**DATASET ENTRIES:**
- - - - -
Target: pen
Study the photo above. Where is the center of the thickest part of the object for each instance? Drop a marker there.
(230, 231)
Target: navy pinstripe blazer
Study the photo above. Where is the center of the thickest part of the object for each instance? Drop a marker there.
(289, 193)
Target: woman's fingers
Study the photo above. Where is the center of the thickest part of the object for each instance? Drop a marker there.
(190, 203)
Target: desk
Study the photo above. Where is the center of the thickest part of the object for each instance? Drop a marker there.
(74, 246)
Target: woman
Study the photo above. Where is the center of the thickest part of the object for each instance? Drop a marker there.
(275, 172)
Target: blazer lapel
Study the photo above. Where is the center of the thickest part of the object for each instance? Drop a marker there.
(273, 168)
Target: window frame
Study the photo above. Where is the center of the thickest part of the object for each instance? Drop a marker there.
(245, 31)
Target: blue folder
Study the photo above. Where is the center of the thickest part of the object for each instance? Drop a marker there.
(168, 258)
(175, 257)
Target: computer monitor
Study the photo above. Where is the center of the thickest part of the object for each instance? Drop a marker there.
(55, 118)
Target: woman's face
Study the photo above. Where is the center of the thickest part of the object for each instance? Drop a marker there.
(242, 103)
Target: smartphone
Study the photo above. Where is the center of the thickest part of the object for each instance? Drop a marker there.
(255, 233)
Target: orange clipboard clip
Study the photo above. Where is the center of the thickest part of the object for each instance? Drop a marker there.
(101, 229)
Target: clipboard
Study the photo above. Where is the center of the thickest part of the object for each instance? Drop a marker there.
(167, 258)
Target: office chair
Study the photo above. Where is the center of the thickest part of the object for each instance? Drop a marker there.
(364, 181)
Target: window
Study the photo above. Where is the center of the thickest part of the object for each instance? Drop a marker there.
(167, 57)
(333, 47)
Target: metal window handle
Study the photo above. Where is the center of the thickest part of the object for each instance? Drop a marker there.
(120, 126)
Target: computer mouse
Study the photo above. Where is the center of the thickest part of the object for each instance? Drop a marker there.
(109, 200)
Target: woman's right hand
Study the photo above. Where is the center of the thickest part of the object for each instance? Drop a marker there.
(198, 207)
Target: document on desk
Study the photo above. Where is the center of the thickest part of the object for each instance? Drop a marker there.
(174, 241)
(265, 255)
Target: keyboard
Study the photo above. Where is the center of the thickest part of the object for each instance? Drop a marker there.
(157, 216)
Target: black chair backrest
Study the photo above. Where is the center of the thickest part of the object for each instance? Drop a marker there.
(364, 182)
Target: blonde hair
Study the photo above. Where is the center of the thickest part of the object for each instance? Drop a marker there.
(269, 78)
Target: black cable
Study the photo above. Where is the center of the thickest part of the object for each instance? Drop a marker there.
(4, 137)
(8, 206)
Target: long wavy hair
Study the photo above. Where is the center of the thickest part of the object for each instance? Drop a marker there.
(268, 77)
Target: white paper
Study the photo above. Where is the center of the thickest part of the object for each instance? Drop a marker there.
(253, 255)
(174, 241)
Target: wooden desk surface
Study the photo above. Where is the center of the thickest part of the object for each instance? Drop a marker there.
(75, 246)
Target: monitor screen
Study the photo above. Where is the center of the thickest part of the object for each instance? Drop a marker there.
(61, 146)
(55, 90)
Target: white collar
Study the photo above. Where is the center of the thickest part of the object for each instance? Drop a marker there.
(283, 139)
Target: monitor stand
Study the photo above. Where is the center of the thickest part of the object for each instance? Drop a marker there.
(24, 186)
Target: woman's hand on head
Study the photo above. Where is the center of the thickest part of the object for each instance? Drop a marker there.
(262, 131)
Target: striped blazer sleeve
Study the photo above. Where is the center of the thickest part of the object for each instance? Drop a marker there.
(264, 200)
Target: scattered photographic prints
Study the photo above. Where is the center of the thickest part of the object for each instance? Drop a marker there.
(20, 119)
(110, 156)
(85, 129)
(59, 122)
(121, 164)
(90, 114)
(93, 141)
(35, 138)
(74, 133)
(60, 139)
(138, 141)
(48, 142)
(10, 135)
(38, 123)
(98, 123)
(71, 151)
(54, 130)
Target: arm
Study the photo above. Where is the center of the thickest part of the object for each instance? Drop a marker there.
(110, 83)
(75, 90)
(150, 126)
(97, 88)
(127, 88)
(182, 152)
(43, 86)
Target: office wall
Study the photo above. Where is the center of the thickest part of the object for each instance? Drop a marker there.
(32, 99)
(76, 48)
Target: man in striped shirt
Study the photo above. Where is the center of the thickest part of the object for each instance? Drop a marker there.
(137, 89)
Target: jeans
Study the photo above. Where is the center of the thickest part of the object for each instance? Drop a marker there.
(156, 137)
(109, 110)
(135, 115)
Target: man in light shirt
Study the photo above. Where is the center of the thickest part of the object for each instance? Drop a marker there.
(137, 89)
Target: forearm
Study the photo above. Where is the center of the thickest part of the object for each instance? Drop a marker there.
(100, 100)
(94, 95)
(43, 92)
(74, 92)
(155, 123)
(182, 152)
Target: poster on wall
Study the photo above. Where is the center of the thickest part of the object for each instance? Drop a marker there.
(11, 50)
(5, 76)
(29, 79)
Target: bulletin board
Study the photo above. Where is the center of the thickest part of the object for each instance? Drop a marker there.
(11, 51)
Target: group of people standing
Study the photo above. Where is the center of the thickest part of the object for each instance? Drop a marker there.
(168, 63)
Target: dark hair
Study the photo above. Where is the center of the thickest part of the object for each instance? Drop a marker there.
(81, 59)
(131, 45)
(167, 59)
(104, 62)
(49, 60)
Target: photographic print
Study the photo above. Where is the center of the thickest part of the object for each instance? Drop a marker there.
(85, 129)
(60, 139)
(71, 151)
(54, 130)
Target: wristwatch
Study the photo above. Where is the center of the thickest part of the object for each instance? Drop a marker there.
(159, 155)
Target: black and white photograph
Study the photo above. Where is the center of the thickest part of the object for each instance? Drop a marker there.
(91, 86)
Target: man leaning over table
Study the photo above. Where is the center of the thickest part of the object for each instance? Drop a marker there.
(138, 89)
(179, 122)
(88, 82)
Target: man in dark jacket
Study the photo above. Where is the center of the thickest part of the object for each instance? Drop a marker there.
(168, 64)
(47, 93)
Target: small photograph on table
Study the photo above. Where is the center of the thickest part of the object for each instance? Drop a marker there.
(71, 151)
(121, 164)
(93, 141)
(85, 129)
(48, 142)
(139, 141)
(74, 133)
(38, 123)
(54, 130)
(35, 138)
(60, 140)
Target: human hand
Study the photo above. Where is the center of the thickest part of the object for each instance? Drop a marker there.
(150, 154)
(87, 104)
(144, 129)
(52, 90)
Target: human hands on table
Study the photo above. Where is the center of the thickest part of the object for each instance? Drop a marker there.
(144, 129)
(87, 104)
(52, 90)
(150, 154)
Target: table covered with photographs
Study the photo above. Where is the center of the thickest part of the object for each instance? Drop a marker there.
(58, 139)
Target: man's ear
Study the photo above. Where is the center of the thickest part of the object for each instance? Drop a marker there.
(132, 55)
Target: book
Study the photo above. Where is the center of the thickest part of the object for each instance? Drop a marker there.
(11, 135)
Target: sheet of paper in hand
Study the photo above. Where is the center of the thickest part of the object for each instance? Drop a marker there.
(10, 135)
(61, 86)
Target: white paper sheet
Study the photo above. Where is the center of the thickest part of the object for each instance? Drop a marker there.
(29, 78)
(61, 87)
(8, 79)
- - - - -
**WORK TO BE COMPLETED:**
In the listing above, find the line containing "Target: man in light shirt" and the line containing "Target: photographic print", then retype both and every line between them exactly, with nothing else.

**ANSWER BOX:**
Target: man in light shirt
Study the photo above. Where is the center of the thickest part of the object for each instance? Drop a marker there.
(137, 89)
Target: forearm
Study the photo above. Where is the center of the thickest part of the object for each instance? Drop a marker there.
(100, 100)
(94, 95)
(43, 92)
(74, 92)
(155, 123)
(182, 152)
Target: poster on wall
Study the photo above. Where is the center of the thickest part of the object for each instance? Drop a marker there.
(11, 50)
(5, 76)
(29, 79)
Target: bulletin board
Study the photo above. Where is the center of the thickest part of the object for each instance? Drop a marker there.
(11, 51)
Target: group of people standing
Study the photo above. Where is the center of the thickest part of the object for each instance? Drop a marker there.
(168, 63)
Target: dark hair
Study the photo above. Where is the center of the thickest part of the object for each instance? Drop a marker there.
(81, 59)
(131, 45)
(167, 59)
(104, 62)
(49, 60)
Target: photographic print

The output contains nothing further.